**DATASET EXCERPTS**
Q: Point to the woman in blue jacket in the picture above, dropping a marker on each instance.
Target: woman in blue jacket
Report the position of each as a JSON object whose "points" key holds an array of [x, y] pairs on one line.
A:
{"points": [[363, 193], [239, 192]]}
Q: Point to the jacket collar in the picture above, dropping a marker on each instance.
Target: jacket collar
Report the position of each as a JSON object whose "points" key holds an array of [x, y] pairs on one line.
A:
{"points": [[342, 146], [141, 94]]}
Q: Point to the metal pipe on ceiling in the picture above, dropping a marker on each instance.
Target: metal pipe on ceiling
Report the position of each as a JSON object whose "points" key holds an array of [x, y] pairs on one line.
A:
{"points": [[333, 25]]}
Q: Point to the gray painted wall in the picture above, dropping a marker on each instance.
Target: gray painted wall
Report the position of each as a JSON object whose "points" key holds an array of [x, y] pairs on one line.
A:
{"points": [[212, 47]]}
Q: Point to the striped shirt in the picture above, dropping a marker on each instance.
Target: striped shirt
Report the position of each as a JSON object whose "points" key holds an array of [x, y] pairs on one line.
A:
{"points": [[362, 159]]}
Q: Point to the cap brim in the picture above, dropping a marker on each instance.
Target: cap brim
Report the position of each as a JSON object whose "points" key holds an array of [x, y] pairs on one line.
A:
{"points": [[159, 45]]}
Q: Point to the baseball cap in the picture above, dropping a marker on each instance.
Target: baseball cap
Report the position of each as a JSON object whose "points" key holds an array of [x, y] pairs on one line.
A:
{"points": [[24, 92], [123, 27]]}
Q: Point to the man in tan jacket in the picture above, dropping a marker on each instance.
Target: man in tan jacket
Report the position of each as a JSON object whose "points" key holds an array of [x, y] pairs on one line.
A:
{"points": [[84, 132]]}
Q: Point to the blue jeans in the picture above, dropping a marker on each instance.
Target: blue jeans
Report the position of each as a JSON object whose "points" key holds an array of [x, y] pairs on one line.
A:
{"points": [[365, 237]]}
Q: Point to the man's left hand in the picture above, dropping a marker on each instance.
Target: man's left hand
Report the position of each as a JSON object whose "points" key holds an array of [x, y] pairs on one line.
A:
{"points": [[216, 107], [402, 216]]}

**ASSIGNMENT**
Above are records; count the lines among them that include the word "hand", and give only the number.

**THE COMPLETED TASK**
2